36 Views of mount Brusilia
36 fois l’Empire State Brusilia
Le Mont Fuji n’est pas que le Mont Fuji, c’est une divinité.
Lorsque ce vieux fou de dessin d’Hokusai le représente à trente-six reprises dans les premières décennies du XIXe siècle, il observe bien moins un phénomène géologique qu’un point d’aimantation, un amer, un lieu attirant à lui tout l’espace et le temps, les paysages alentours, terres et mers, campagnes et embarcations.
Apparaissent sous toutes les saisons paysans et colporteurs,
pêcheurs grandioses et passants grotesques.
Le Mont Fuji n’est pas que le Mont Fuji,
c’est un œil à qui rien n’échappe,
une puissance tenant sous sa surveillance l’ensemble du manifesté.
Sous les flancs de ce témoin de l’absolu se déroulent des saynètes drolatiques ou inquiétantes.
Une explosion n’est pas à exclure, de même que la venue d’une vague rageuse.
Il rassure, on ne le perd pas de vue. Il épouvante, on se prosterne.
Les grues ont beau se hausser du bec, il les surmonte toujours de sa superbe.
Des bûcherons se reposent, on glisse entre les joncs d’un marécage, on pique-nique, on fume la pipe, on lance des cerfs-volants, on escalade, tout bouge, s’agite ou s’ensommeille,
mais seule cette pyramide lointaine, dressée en sa vaste solitude, semble immuable.

=-=-=-=-=

*Consigne écrite a*
Recopiez fidèlement le passage du texte sur le mont Fuji compris entre « Apparaissent sous toutes » et « drolatiques ou inquiétantes. », ces deux bornes incluses.

*Enregistrements fournis*

=-=-=-=-=

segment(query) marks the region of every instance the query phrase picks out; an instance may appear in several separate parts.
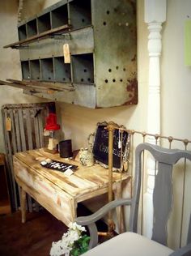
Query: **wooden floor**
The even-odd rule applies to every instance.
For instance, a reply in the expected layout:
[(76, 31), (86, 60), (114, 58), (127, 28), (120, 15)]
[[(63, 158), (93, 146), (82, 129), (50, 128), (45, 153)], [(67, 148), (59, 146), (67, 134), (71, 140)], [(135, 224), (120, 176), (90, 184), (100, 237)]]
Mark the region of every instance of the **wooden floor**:
[(67, 228), (48, 211), (28, 213), (21, 223), (20, 212), (0, 215), (1, 256), (46, 256), (53, 241)]

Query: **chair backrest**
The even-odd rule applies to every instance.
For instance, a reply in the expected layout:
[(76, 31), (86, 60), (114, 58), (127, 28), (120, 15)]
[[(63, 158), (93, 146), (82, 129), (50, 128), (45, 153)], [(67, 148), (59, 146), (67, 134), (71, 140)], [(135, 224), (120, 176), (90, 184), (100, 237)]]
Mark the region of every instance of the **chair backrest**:
[[(130, 212), (130, 230), (137, 232), (138, 203), (142, 181), (142, 153), (148, 151), (157, 164), (155, 188), (153, 191), (154, 224), (152, 240), (167, 245), (167, 223), (172, 205), (172, 168), (180, 159), (191, 160), (191, 151), (167, 149), (149, 143), (139, 144), (135, 151), (135, 178), (134, 186), (133, 204)], [(191, 228), (191, 224), (189, 228)], [(191, 230), (189, 230), (189, 236)], [(188, 241), (190, 240), (188, 237)]]

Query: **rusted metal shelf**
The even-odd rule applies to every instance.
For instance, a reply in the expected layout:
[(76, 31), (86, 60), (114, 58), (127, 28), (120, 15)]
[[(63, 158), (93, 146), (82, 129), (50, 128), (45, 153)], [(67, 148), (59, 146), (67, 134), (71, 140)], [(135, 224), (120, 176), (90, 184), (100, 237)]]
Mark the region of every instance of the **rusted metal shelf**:
[(0, 80), (0, 85), (8, 85), (14, 87), (24, 89), (32, 93), (44, 92), (48, 94), (53, 94), (55, 92), (64, 92), (64, 91), (74, 91), (73, 87), (57, 87), (53, 83), (43, 83), (36, 81), (19, 81), (15, 79), (7, 79), (6, 81)]
[(32, 43), (36, 40), (42, 40), (42, 39), (47, 38), (47, 36), (51, 36), (51, 35), (57, 33), (58, 32), (61, 32), (66, 31), (69, 28), (70, 28), (70, 26), (67, 24), (67, 25), (61, 26), (59, 28), (49, 29), (49, 30), (45, 31), (39, 35), (32, 36), (30, 36), (27, 39), (19, 41), (15, 43), (12, 43), (12, 44), (5, 45), (5, 46), (3, 46), (3, 48), (9, 48), (9, 47), (18, 48), (21, 45), (28, 45), (28, 43)]

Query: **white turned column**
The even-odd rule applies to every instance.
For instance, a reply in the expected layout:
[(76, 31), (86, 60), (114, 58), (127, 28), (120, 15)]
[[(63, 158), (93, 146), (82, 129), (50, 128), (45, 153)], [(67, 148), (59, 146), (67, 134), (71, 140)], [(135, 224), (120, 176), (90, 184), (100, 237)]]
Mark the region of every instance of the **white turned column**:
[[(148, 23), (149, 88), (147, 132), (160, 134), (160, 62), (161, 29), (166, 20), (166, 0), (145, 0), (145, 22)], [(155, 138), (149, 143), (155, 143)], [(153, 223), (152, 194), (155, 181), (155, 161), (147, 161), (147, 187), (144, 194), (143, 233), (151, 237)]]

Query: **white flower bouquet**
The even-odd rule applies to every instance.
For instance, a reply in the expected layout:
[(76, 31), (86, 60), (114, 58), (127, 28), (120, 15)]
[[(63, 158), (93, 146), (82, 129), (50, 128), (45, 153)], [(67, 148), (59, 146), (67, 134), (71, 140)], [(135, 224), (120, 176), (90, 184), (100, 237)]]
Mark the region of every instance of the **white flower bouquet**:
[(83, 234), (85, 227), (78, 225), (75, 222), (70, 223), (66, 233), (62, 239), (53, 242), (50, 249), (50, 256), (71, 255), (79, 256), (87, 251), (90, 237)]

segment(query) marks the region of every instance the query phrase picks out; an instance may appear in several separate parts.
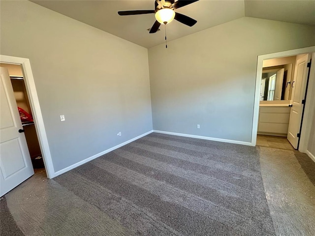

=-=-=-=-=

*Consigne écrite b*
Reproduisez à l'identique les lignes des enregistrements situées entre celle qui contient « Query: **chair backrest** » et celle qui contient « 240), (188, 237)]] », toutes deux comprises.

*Corrigé de l'exercice a*
Apparaissent sous toutes les saisons paysans et colporteurs,
pêcheurs grandioses et passants grotesques.
Le Mont Fuji n’est pas que le Mont Fuji,
c’est un œil à qui rien n’échappe,
une puissance tenant sous sa surveillance l’ensemble du manifesté.
Sous les flancs de ce témoin de l’absolu se déroulent des saynètes drolatiques ou inquiétantes.

*Corrigé de l'exercice b*
Query: **chair backrest**
The even-odd rule applies to every instance.
For instance, a reply in the expected layout:
[(76, 31), (86, 60), (114, 58), (127, 28), (120, 15)]
[[(63, 158), (93, 146), (82, 129), (50, 128), (45, 153)], [(67, 148), (59, 146), (67, 134), (71, 140)], [(135, 224), (120, 176), (90, 184), (100, 237)]]
Mark the region of every instance of the **chair backrest**:
[[(130, 212), (130, 230), (137, 232), (138, 203), (142, 181), (142, 153), (148, 151), (157, 164), (155, 188), (153, 191), (154, 224), (152, 240), (167, 245), (167, 223), (172, 205), (172, 168), (180, 159), (191, 160), (191, 151), (167, 149), (149, 143), (139, 144), (135, 151), (135, 178), (134, 186), (133, 204)], [(191, 228), (191, 224), (189, 228)], [(191, 230), (189, 230), (189, 236)], [(188, 241), (190, 240), (188, 237)]]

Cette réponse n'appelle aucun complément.